FRAGMENTO:
--------------------------------------------------

El Paraíso se derrumba

Paséate, con cierto grado de invisibilidad, por algún preuniversitario cubano. Verás personas muy jóvenes, ilusionadas entre el espejismo y la certeza, entre el proyecto de vida y la incredulidad. Puedes detectar y oír muchas frases y ver muchos gestos. Escuchar las voces, las interrogaciones, los reclamos… 

¿Se parece esto al teatro? Claro que sí. Puro teatro. ¿Ready made? No lo sé, tal vez sí. Pequeños núcleos de historias que van imbricándose en un escenario.

¿Y si de pronto te enteras de que ese preuniversitario se llama “Gastón Baquero”? ¿Las cosas cambian, estamos ante una distopía o ante un sarcasmo? 

Sin embargo, ¿qué tal si fuera un sarcasmo distópico, o una distopía sarcástica, con dosis de recelo y desaliento?

Acaba de presentarse en La Habana Autopsia del paraíso (Ediciones Alarcos, 2018), texto teatral con el que Roberto Viña ganó en 2016 el Premio de Dramaturgia “Virgilio Piñera”. Como solía decir Rufo Caballero: es un libro tan bueno que no le darán el Premio de la Crítica.

Hay un conjunto de presupuestos (en torno al sentimiento, la moral y la épica cotidiana) que arman su estructura. Presupuestos anclados en la lírica que podemos sobrellevar como habitantes del Paraíso, por así decir, y que dependen de la índole de los trabajos y los días que conforman nuestra conciencia. 

Todos, prácticamente sin excepción, hemos sido individuos que alguna vez, o algunas veces, en distintos momentos de nuestras vidas, estuvimos o estamos atentos al Paraíso. Atentos a su configuración. Con algo de confianza, con algo de temor y con algo de escepticismo. 

Viña cuenta una historia coral en la que nadie gana, o eso parece. Una historia detenida en el espacio de la escena y que gira sin cesar, ofreciendo poco a poco las explicaciones debidas, en torno a un hecho brutal que nos empapa como hace la sangre cuando los buenos callan y los malos levantan sus puñales y actúan con impunidad. La forma en que todo eso se desgrana, la forma en que visualizamos la escenificación del drama, se constituye en un acto de magnífico pulso dramatúrgico. 

Viña ha diseccionado el Paraíso. En caliente y en frío ha realizado una autopsia y ha sacado conclusiones que son hechos que son sujetos que son fantasmas. 

¿Tipologías fantasmáticas?, cabe preguntar. Es probable. Pero allí hay personas aún. Individuos. Mujeres y hombres que están al alcance de la mano cuando uno camina por una calle o visita un bar o el vestíbulo de un cine o una tienda o una casa cualquiera.

--------------------------------------------------

FRAGMENTOS DE REGISTROS:
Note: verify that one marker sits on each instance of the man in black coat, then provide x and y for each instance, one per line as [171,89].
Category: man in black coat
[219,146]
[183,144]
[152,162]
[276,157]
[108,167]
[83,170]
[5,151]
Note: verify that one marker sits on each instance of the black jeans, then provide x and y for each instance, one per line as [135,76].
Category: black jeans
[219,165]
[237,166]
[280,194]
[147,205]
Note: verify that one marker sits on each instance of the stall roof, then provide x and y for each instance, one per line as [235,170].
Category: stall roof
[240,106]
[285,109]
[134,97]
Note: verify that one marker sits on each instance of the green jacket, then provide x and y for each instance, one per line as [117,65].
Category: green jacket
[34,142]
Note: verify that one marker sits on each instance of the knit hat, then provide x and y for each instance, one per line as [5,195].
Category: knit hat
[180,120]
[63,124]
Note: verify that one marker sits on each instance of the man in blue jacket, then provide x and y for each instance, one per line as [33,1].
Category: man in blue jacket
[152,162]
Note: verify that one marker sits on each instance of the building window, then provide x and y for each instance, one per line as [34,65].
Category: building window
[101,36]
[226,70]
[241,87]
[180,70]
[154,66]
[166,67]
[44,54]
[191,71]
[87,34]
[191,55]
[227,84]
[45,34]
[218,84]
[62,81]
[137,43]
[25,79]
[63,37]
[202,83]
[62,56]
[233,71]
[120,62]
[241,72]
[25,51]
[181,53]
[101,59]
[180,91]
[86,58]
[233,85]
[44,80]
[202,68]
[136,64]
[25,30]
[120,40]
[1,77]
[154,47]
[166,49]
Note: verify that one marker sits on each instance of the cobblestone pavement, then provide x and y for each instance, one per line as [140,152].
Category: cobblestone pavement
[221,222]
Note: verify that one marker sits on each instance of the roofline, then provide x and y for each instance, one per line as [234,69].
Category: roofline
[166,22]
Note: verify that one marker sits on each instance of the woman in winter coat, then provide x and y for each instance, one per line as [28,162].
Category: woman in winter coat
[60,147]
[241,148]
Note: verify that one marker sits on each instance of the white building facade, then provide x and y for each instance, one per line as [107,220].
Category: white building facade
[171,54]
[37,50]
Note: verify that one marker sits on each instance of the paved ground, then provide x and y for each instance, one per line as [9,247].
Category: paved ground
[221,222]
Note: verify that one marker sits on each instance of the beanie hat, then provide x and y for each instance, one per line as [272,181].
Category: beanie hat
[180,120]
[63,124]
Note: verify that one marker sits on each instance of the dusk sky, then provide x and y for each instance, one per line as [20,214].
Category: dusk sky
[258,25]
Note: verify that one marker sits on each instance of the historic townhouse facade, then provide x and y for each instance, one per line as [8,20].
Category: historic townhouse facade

--------------------------------------------------

ENUNCIADO:
Responde, a partir del fragmento sobre Autopsia del paraíso:
1. ¿Qué nombre recibe el preuniversitario mencionado?
2. ¿Qué premio ganó Roberto Viña con ese texto teatral y en qué año?
3. ¿En torno a qué tres aspectos se agrupan los presupuestos que arman su estructura?
Los registros no intervienen en este ejercicio.

SOLUCIÓN:
1. "Gastón Baquero".
2. El Premio de Dramaturgia "Virgilio Piñera", en 2016.
3. El sentimiento, la moral y la épica cotidiana.